* [What this task involves]:
Answer these questions from the essay about Linda:
1. What was the birth weight of Linda's son?
2. Which month does the essay name as Breast Cancer Awareness month?
3. How many nights did the field trip last?

* [Document passage]:
- Opening Delimiter -
This is what I know about Linda.
She was tone deaf. Her father in law would give her a dollar just to hear her sing "The Battle Hymn of the Republic." When her son was born, at a whopping 9 pounds, 11 ounces, she turned to her husband and said, firmly, "Only one." Her pantry was never without a can of Crisco. Once she spent all day making authentic Italian meatballs, and when her husband pronounced them just "fine," she burst into tears. She called everyone "honey chile" and couldn't pronounce the word dollar. Later, her son couldn't pronounce the word poem, and so they'd crack each other up by saying to each other, "Come let me read you a poiym about a boy who lost a dollah." At the neighborhood Halloween party, she dressed up like a nurse and played pass the orange from chin to chin with the mummies and zombies, smoking and laughing. She lost a baby. She didn't lose her hair during chemo. She died when Mr. Frick was nine.
This is what I wish Linda could know about me: I'm taking good care of her son, and he of me.
October is Breast Cancer Awareness month. I don't know about you, but I'm feeling very overwhelmed by the amount of "awareness" we're supposed to have these days. Get your yellow ribbon for the troops, your pink ribbon for your breasts, purple ribbon for your man parts, and puzzle-stamped ribbon for autism. Awareness is being marketed as one of the hottest new brands. (Oh, and don't forget to check here daily for important information regarding awareness, especially around election season.)
While knitting this hat for Louise, I practiced a different kind of awareness. I thought, with each stitch, about Linda, and about Louise. About mothers, and sons. I carried this hat all through the woods during our three-night field trip in the wildnerness, watching my students free fall through the air, through the last year of their childhood. I brushed daddy longlegs and mulch off of it after having to leave it aside to coach a frightened child through a challenge. I thought about Linda and Louise, and how one's son still cries for the loss of her 22 years later, and the other's helps her negotiate her holistic regimen and tells her she looks cool, enlightened, with her newly shaved head. I decided that the awareness I will practice in my life will be about individual people, not abstractions. I decided that this, I can handle.
- Closing Delimiter -
* [Dataset content]:
- Opening Delimiter -
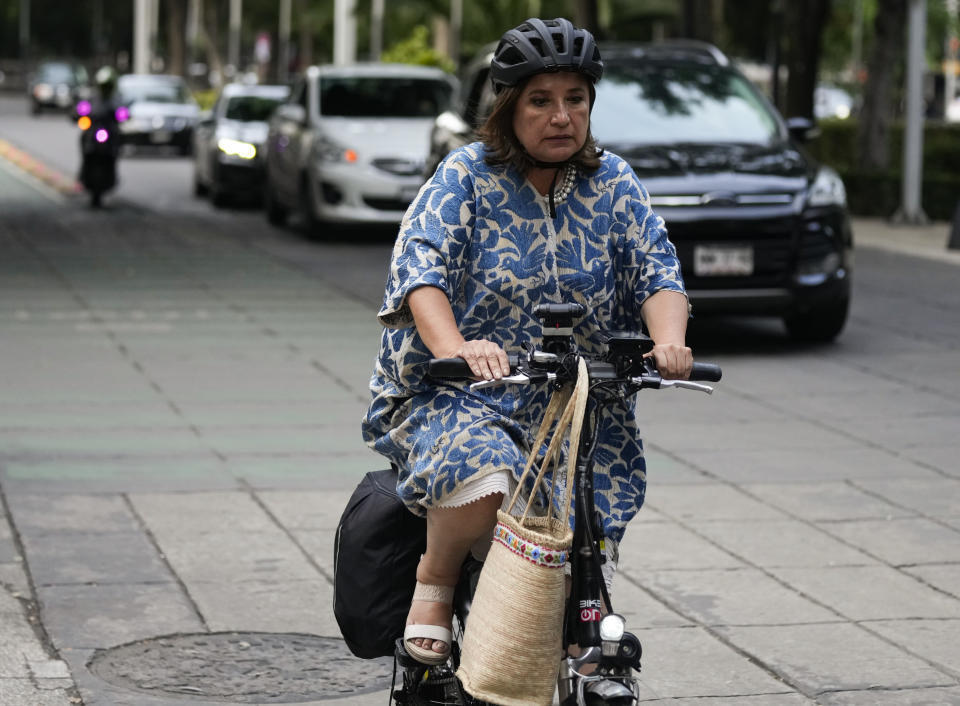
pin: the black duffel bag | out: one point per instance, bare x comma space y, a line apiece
375, 554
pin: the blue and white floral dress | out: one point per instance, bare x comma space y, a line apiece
484, 236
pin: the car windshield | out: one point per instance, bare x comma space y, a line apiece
154, 91
383, 96
660, 104
57, 73
250, 108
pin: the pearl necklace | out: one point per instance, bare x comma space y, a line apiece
566, 185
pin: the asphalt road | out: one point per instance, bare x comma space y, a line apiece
179, 395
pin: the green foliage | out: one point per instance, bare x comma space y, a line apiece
416, 49
873, 193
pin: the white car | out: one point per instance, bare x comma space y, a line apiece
349, 145
228, 142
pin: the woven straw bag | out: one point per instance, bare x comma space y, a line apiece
513, 640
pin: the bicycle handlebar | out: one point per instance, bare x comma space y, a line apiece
458, 368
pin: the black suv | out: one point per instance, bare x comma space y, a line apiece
759, 225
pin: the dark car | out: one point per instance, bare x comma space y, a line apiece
760, 226
57, 85
228, 142
163, 112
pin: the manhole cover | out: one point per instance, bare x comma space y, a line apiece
243, 667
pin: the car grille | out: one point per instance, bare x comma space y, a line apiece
386, 204
400, 167
772, 242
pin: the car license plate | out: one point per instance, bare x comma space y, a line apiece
722, 260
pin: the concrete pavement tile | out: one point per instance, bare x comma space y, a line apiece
282, 604
809, 464
657, 546
182, 516
75, 558
689, 662
787, 543
47, 443
902, 541
235, 555
945, 577
314, 471
89, 415
55, 513
641, 609
934, 640
943, 457
24, 693
934, 497
902, 431
307, 510
75, 616
870, 592
762, 435
825, 501
894, 697
714, 501
835, 657
733, 597
116, 475
663, 469
270, 440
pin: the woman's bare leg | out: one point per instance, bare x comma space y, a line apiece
450, 534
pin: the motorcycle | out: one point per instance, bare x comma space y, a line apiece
99, 146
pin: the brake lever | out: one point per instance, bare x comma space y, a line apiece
518, 379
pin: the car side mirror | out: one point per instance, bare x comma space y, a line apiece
292, 112
802, 129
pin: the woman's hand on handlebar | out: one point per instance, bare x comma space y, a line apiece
486, 359
674, 360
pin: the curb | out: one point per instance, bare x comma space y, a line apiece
49, 176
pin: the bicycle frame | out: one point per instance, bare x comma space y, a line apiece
612, 653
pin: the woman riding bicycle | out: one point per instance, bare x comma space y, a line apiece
532, 213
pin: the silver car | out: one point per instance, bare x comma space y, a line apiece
349, 145
228, 142
163, 112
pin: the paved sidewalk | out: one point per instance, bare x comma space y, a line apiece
178, 435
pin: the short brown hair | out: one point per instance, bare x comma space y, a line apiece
503, 147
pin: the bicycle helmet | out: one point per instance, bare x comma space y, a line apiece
542, 46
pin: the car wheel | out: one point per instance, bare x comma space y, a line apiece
276, 213
312, 225
820, 324
199, 189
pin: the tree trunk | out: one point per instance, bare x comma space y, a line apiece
804, 22
879, 95
176, 35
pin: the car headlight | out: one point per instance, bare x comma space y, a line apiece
827, 189
237, 148
329, 151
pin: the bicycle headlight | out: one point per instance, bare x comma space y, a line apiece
612, 628
827, 189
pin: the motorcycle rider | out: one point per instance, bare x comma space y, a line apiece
100, 139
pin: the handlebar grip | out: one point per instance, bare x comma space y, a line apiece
708, 372
458, 368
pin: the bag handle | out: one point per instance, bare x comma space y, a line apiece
574, 406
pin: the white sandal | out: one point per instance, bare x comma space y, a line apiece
433, 594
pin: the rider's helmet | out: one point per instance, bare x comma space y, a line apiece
542, 46
106, 81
- Closing Delimiter -
* [Solution]:
1. 9 pounds, 11 ounces.
2. October.
3. Three nights.